** start INPUT **
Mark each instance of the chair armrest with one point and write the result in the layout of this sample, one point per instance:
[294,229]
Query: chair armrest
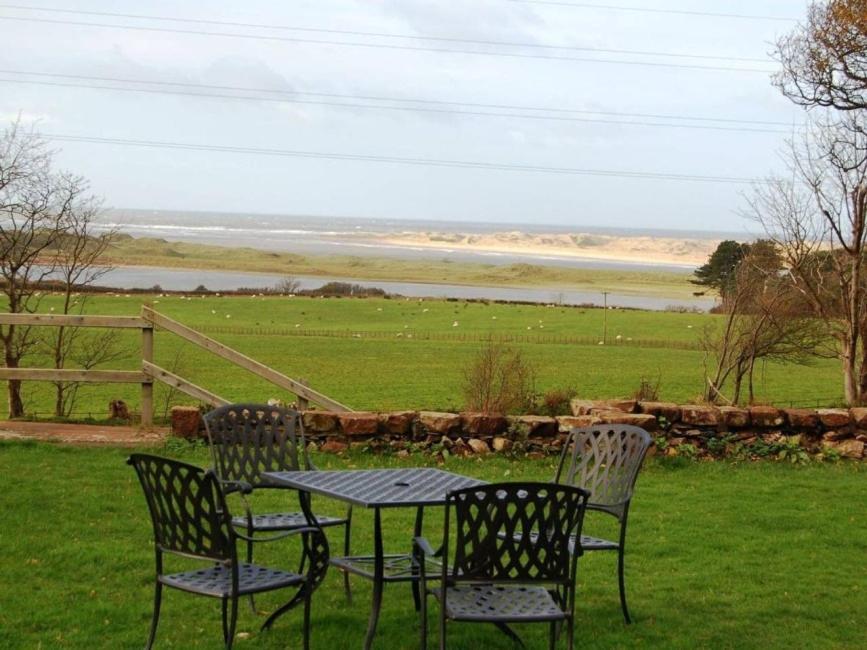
[424,546]
[230,487]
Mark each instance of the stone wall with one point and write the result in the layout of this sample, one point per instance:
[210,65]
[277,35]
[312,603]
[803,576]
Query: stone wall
[691,429]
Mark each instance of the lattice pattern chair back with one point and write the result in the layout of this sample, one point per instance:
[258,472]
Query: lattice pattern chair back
[493,526]
[249,439]
[605,461]
[187,508]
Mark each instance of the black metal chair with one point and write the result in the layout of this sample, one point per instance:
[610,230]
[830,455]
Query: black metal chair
[191,519]
[605,460]
[499,572]
[249,439]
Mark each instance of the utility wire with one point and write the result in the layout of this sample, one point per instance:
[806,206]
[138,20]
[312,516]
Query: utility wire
[383,98]
[416,37]
[427,162]
[387,46]
[681,12]
[416,109]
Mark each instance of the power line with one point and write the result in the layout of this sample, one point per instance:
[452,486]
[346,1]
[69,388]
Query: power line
[383,98]
[387,46]
[427,162]
[417,109]
[416,37]
[681,12]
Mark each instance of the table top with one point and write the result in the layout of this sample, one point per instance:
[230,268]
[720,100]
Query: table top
[378,488]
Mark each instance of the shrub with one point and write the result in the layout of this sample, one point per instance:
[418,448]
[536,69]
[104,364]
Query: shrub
[499,380]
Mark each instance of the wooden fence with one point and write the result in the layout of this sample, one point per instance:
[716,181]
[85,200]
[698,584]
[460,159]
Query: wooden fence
[150,372]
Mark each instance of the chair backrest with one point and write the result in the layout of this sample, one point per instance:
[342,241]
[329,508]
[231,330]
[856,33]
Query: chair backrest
[249,439]
[604,460]
[187,506]
[513,532]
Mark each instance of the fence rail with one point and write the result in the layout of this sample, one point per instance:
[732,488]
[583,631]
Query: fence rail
[150,372]
[469,337]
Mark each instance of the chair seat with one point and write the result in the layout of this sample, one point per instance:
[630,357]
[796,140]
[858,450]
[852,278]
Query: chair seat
[283,521]
[217,580]
[505,603]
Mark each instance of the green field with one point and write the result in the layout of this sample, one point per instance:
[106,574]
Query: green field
[760,555]
[397,353]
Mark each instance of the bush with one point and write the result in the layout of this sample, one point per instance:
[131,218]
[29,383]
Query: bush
[499,380]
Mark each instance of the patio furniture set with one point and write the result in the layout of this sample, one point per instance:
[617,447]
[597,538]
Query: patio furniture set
[508,553]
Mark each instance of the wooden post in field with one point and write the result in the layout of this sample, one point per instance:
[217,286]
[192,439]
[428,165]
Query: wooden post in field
[302,402]
[147,388]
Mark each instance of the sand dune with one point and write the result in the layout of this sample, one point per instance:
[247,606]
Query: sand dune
[643,249]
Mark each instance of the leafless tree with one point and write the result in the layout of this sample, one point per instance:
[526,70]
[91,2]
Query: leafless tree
[80,248]
[764,320]
[817,215]
[824,61]
[34,203]
[499,380]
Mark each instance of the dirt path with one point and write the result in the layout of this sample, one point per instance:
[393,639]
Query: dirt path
[81,434]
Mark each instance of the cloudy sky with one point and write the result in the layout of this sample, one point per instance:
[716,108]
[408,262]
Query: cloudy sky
[613,103]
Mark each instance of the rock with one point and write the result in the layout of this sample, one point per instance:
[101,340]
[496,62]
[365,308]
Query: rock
[849,448]
[645,421]
[834,436]
[569,422]
[186,422]
[483,424]
[767,417]
[834,418]
[859,417]
[699,415]
[623,405]
[319,421]
[668,410]
[359,423]
[436,422]
[733,417]
[581,406]
[802,418]
[540,426]
[479,447]
[333,446]
[398,423]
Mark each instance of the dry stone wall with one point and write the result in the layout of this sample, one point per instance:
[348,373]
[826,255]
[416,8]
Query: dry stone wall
[679,429]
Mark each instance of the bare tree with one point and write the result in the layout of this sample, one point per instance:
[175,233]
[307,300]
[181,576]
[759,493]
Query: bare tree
[80,248]
[499,380]
[33,206]
[818,218]
[764,320]
[824,61]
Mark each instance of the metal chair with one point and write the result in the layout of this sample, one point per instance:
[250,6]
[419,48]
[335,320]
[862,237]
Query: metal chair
[191,519]
[604,460]
[500,573]
[249,439]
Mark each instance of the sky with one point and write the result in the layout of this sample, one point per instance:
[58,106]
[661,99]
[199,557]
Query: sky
[281,63]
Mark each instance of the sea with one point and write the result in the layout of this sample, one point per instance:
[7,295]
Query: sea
[362,236]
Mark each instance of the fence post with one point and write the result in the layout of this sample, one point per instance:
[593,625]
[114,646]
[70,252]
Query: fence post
[302,402]
[147,388]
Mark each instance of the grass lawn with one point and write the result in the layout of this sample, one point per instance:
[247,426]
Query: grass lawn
[393,366]
[721,556]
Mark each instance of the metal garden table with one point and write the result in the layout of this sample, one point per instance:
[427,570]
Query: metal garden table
[377,489]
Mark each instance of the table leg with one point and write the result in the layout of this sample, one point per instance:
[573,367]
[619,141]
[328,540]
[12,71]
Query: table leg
[416,594]
[378,580]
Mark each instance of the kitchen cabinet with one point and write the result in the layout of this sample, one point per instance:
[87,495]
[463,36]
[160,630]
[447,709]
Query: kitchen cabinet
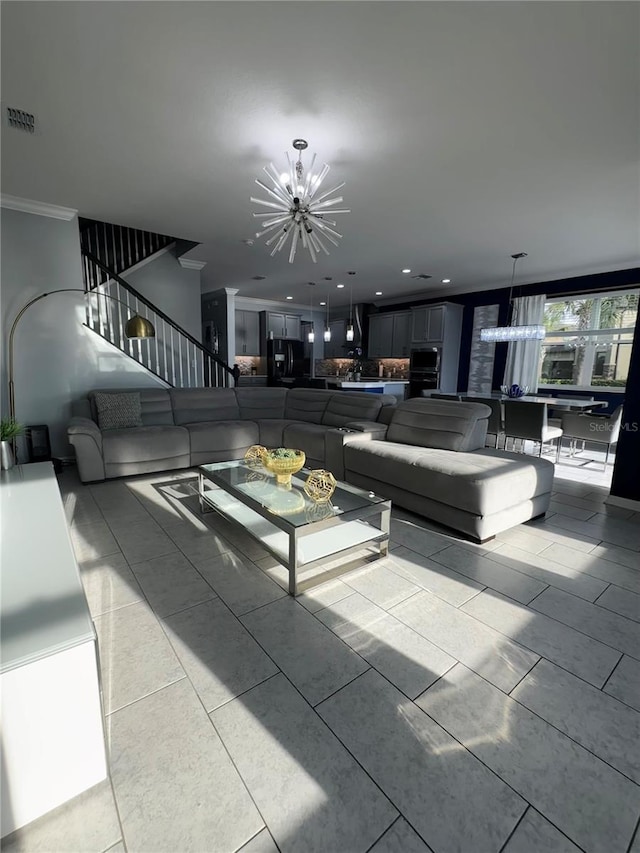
[401,338]
[440,326]
[380,335]
[247,333]
[283,326]
[338,347]
[389,335]
[428,324]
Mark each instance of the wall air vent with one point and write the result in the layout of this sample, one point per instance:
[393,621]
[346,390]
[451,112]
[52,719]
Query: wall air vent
[21,120]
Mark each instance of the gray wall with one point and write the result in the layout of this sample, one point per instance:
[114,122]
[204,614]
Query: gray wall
[57,359]
[174,290]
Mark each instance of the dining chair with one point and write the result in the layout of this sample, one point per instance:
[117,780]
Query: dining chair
[527,420]
[496,421]
[599,429]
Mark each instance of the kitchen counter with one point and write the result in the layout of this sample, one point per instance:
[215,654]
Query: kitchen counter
[396,387]
[363,383]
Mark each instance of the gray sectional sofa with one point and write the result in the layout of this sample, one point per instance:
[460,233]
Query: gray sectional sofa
[432,460]
[428,456]
[192,426]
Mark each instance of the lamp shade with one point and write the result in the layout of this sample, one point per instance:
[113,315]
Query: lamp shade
[139,327]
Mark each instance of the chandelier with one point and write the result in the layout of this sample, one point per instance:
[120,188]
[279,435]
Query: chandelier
[296,208]
[499,334]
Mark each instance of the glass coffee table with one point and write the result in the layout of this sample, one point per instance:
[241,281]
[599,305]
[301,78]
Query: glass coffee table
[299,532]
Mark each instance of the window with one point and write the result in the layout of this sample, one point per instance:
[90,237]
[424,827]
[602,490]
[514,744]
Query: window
[589,339]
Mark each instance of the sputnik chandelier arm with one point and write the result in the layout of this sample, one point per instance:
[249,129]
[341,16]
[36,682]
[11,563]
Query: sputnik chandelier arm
[295,208]
[136,327]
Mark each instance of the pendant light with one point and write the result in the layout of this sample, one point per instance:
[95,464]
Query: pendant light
[350,333]
[311,335]
[327,331]
[513,332]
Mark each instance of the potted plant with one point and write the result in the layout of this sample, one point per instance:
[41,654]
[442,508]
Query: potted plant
[9,431]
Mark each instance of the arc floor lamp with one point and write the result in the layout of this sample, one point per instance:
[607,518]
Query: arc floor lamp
[135,327]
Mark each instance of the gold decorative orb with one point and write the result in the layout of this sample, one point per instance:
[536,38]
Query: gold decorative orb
[320,485]
[283,462]
[255,455]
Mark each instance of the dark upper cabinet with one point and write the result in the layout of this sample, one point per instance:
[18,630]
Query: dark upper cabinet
[428,324]
[280,325]
[389,335]
[247,333]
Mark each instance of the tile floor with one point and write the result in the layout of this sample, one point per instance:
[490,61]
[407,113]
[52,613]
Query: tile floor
[452,697]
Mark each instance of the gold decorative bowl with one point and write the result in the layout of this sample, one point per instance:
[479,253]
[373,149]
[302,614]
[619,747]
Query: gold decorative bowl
[283,467]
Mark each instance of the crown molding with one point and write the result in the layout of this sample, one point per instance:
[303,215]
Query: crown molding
[37,208]
[188,264]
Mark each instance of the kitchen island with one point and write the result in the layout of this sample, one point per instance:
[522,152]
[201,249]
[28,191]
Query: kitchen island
[397,387]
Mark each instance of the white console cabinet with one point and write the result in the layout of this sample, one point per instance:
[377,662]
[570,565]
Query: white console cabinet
[52,723]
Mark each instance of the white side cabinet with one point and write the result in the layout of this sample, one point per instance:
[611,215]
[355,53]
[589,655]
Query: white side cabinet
[52,723]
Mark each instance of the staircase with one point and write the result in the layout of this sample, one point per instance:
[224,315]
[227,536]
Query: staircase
[173,355]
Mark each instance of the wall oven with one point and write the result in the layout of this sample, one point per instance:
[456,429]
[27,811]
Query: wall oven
[423,381]
[425,360]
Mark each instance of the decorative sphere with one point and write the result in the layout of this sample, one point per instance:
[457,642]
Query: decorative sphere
[255,455]
[320,485]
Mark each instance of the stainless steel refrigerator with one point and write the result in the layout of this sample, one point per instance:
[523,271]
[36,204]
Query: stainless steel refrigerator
[285,360]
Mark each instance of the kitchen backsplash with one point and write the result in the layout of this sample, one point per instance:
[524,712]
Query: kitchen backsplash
[251,365]
[393,368]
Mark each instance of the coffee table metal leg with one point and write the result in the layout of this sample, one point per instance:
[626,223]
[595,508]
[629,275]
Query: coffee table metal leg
[385,527]
[293,564]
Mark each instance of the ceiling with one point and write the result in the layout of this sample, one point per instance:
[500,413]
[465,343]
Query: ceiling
[465,132]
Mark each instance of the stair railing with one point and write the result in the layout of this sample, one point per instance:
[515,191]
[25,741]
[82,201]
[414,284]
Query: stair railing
[119,247]
[173,354]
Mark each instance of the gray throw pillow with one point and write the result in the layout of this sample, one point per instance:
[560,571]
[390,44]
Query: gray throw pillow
[118,411]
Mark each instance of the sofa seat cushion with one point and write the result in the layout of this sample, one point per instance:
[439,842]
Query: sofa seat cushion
[259,403]
[144,444]
[216,441]
[344,407]
[306,404]
[307,437]
[481,482]
[444,424]
[272,431]
[201,405]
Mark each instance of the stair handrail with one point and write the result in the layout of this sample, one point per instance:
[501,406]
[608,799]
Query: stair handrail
[233,371]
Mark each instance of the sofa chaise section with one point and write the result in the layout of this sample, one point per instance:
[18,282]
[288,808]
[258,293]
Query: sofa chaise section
[433,462]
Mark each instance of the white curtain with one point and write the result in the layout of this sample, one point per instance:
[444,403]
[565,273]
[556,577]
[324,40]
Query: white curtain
[523,357]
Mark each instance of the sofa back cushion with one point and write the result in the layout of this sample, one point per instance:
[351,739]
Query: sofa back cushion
[306,404]
[155,404]
[260,403]
[345,406]
[443,424]
[118,411]
[196,405]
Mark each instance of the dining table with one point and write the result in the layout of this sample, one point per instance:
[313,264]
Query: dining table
[565,403]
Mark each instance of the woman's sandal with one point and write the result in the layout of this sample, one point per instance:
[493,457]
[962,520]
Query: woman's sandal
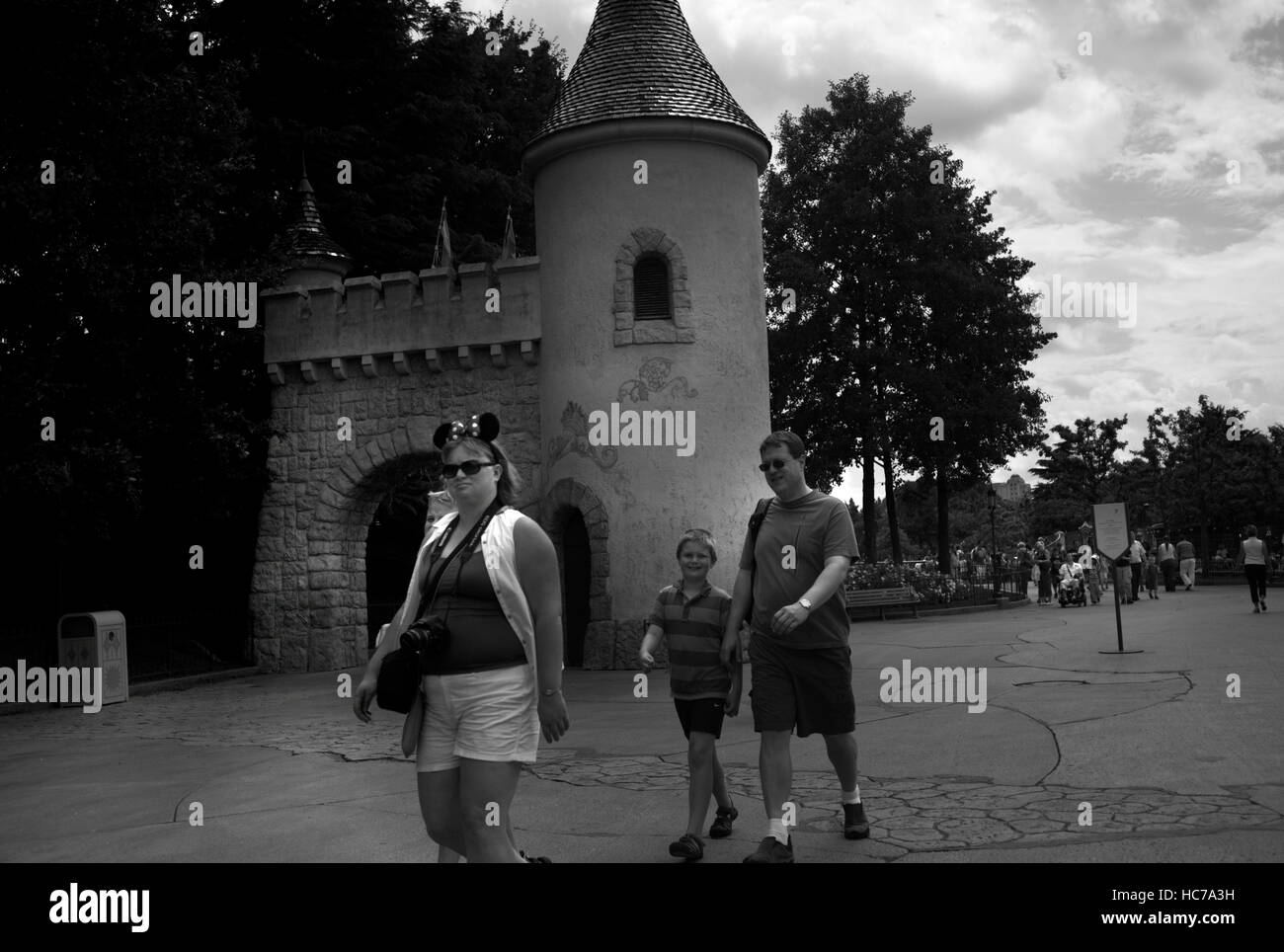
** end INPUT **
▸ WHAT THE TASK REQUIRES
Count the lines above that contain the word "tile", with case mattering, and give only the number.

▸ WRITTEN ANSWER
2